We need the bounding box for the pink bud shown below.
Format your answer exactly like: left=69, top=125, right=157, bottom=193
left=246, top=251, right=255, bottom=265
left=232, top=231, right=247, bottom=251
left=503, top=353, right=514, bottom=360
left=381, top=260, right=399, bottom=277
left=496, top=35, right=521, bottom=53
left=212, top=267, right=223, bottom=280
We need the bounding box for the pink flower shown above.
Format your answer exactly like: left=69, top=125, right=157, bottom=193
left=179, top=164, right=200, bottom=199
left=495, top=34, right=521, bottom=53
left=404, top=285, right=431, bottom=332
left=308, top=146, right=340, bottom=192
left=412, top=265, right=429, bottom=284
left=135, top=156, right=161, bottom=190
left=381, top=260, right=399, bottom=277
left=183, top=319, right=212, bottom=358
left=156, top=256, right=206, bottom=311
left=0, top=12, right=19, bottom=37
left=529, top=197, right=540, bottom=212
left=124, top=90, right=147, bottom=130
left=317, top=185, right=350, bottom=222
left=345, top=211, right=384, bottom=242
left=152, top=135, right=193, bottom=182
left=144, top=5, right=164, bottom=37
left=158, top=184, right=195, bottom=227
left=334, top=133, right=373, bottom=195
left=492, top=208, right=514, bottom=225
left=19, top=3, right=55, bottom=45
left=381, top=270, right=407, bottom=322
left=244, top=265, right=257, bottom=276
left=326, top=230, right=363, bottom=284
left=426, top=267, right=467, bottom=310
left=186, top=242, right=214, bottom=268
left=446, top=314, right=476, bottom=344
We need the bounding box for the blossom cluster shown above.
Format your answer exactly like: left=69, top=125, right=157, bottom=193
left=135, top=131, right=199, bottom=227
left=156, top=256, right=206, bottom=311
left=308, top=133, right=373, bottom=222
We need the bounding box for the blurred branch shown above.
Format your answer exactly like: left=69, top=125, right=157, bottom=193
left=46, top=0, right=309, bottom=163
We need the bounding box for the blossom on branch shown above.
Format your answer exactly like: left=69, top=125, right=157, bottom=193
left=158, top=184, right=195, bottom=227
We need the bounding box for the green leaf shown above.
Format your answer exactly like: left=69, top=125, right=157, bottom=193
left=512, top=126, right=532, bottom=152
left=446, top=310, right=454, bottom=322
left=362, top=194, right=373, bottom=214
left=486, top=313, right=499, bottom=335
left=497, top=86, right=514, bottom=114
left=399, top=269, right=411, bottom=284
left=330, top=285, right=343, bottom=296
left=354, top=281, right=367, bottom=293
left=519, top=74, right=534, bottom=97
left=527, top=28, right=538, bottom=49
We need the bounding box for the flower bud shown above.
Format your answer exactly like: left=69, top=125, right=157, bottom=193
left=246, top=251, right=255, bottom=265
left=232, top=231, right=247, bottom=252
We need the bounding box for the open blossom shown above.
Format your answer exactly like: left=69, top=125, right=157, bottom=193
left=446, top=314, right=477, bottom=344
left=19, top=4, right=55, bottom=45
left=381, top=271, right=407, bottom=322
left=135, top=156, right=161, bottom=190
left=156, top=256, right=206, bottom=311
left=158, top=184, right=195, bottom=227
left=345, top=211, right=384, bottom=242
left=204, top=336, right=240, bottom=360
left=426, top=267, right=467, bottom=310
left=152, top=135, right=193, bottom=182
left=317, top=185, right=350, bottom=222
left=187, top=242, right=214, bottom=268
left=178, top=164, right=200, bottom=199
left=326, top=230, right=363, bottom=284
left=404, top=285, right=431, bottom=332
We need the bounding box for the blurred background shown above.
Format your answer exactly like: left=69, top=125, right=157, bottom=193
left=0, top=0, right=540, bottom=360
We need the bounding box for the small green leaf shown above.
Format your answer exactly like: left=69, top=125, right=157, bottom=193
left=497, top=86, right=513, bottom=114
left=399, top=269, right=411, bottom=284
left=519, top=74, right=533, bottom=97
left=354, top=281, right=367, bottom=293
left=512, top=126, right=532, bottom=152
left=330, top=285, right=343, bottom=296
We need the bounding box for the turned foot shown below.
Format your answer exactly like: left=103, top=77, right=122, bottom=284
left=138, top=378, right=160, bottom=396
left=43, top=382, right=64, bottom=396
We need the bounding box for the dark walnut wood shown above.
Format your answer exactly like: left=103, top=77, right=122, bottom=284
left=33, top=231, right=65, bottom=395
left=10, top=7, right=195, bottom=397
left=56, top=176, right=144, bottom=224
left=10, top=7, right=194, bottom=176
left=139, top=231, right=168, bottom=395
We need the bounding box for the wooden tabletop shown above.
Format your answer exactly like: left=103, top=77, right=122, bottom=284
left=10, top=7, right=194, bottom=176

☆ ☆ ☆ ☆

→ JOB:
Lay out the material above as a Markdown table with the columns Row and Line, putting each line in Line and its running number in Row, and leave out blank lines.

→ CORRECT RESULT:
| Row | Line |
|---|---|
| 1 | We need the bounding box for the pink bud shown below. |
| 2 | Format your answer exactly like: left=69, top=125, right=157, bottom=193 |
| 3 | left=246, top=251, right=255, bottom=265 |
| 4 | left=232, top=231, right=247, bottom=251 |
| 5 | left=503, top=353, right=514, bottom=360 |
| 6 | left=381, top=260, right=399, bottom=277 |
| 7 | left=496, top=35, right=521, bottom=53 |
| 8 | left=212, top=267, right=223, bottom=280 |
| 9 | We need the bounding box for the pink flower shown above. |
| 10 | Format your answer exactly like: left=69, top=125, right=157, bottom=193 |
| 11 | left=179, top=164, right=200, bottom=199 |
| 12 | left=495, top=34, right=521, bottom=53 |
| 13 | left=404, top=285, right=431, bottom=332 |
| 14 | left=308, top=146, right=340, bottom=192 |
| 15 | left=412, top=265, right=429, bottom=284 |
| 16 | left=135, top=156, right=161, bottom=190 |
| 17 | left=381, top=260, right=399, bottom=277 |
| 18 | left=183, top=319, right=212, bottom=358 |
| 19 | left=156, top=256, right=206, bottom=311 |
| 20 | left=0, top=12, right=19, bottom=37 |
| 21 | left=529, top=197, right=540, bottom=212 |
| 22 | left=124, top=90, right=147, bottom=130 |
| 23 | left=317, top=185, right=350, bottom=222 |
| 24 | left=345, top=211, right=384, bottom=242 |
| 25 | left=152, top=135, right=193, bottom=182 |
| 26 | left=144, top=5, right=164, bottom=37 |
| 27 | left=158, top=184, right=195, bottom=227 |
| 28 | left=334, top=133, right=373, bottom=195 |
| 29 | left=492, top=208, right=514, bottom=225 |
| 30 | left=19, top=3, right=55, bottom=45 |
| 31 | left=381, top=270, right=407, bottom=322 |
| 32 | left=244, top=265, right=257, bottom=276 |
| 33 | left=326, top=230, right=363, bottom=284 |
| 34 | left=426, top=267, right=467, bottom=310 |
| 35 | left=186, top=242, right=214, bottom=268 |
| 36 | left=446, top=314, right=476, bottom=344 |
| 37 | We need the bounding box for the blossom cluster shown above. |
| 38 | Format your answer exactly like: left=69, top=125, right=157, bottom=193 |
| 39 | left=135, top=131, right=199, bottom=227 |
| 40 | left=156, top=256, right=206, bottom=311 |
| 41 | left=308, top=133, right=373, bottom=222 |
| 42 | We need the bounding box for the blurred branch shown above. |
| 43 | Format your answer exactly like: left=69, top=125, right=157, bottom=193 |
| 44 | left=46, top=0, right=309, bottom=163 |
| 45 | We need the bounding box for the blossom on branch shown above. |
| 46 | Format your answer exactly like: left=69, top=125, right=157, bottom=193 |
| 47 | left=158, top=184, right=195, bottom=227 |
| 48 | We need the bounding box for the green leaf shown above. |
| 49 | Format your answer exactly like: left=69, top=125, right=157, bottom=193 |
| 50 | left=512, top=126, right=532, bottom=152 |
| 51 | left=446, top=310, right=454, bottom=322 |
| 52 | left=362, top=194, right=373, bottom=214 |
| 53 | left=486, top=313, right=499, bottom=335 |
| 54 | left=497, top=86, right=514, bottom=114 |
| 55 | left=399, top=269, right=411, bottom=284 |
| 56 | left=330, top=285, right=343, bottom=296 |
| 57 | left=354, top=281, right=367, bottom=293 |
| 58 | left=519, top=74, right=534, bottom=97 |
| 59 | left=527, top=28, right=538, bottom=49 |
| 60 | We need the bounding box for the flower bud shown above. |
| 61 | Format your answer exactly like: left=69, top=125, right=157, bottom=193 |
| 62 | left=246, top=251, right=255, bottom=265 |
| 63 | left=232, top=231, right=247, bottom=252 |
| 64 | We need the bounding box for the open blossom shown above. |
| 65 | Format your answer exactly like: left=69, top=125, right=157, bottom=193 |
| 66 | left=446, top=314, right=477, bottom=344 |
| 67 | left=19, top=4, right=55, bottom=45 |
| 68 | left=381, top=271, right=407, bottom=322 |
| 69 | left=135, top=156, right=161, bottom=190 |
| 70 | left=156, top=256, right=206, bottom=311 |
| 71 | left=158, top=184, right=195, bottom=227 |
| 72 | left=345, top=211, right=384, bottom=242 |
| 73 | left=204, top=336, right=240, bottom=360 |
| 74 | left=426, top=267, right=467, bottom=310 |
| 75 | left=152, top=135, right=193, bottom=182 |
| 76 | left=317, top=185, right=350, bottom=222 |
| 77 | left=187, top=242, right=214, bottom=268 |
| 78 | left=178, top=164, right=200, bottom=199 |
| 79 | left=326, top=230, right=363, bottom=284 |
| 80 | left=404, top=285, right=431, bottom=332 |
| 81 | We need the bounding box for the blurred background shown above. |
| 82 | Format your answer exactly like: left=69, top=125, right=157, bottom=193 |
| 83 | left=0, top=0, right=540, bottom=360 |
| 84 | We need the bounding box for the small green leaf shown above. |
| 85 | Format your answer exactly like: left=69, top=125, right=157, bottom=193 |
| 86 | left=497, top=86, right=513, bottom=114 |
| 87 | left=399, top=269, right=411, bottom=284 |
| 88 | left=519, top=74, right=533, bottom=97 |
| 89 | left=354, top=281, right=367, bottom=293 |
| 90 | left=512, top=126, right=532, bottom=152 |
| 91 | left=330, top=285, right=343, bottom=296 |
| 92 | We need the bounding box for the turned foot shown below. |
| 93 | Format your answer exactly like: left=103, top=77, right=122, bottom=284 |
| 94 | left=138, top=378, right=160, bottom=396 |
| 95 | left=43, top=382, right=64, bottom=396 |
| 96 | We need the bounding box for the dark walnut wood shown above. |
| 97 | Format your answer exactly like: left=103, top=77, right=122, bottom=284 |
| 98 | left=33, top=231, right=65, bottom=395 |
| 99 | left=10, top=7, right=195, bottom=397 |
| 100 | left=56, top=176, right=144, bottom=224 |
| 101 | left=10, top=7, right=194, bottom=176 |
| 102 | left=139, top=231, right=168, bottom=395 |
| 103 | We need the bounding box for the wooden tabletop shown above. |
| 104 | Format your answer exactly like: left=103, top=77, right=122, bottom=284 |
| 105 | left=10, top=7, right=194, bottom=176 |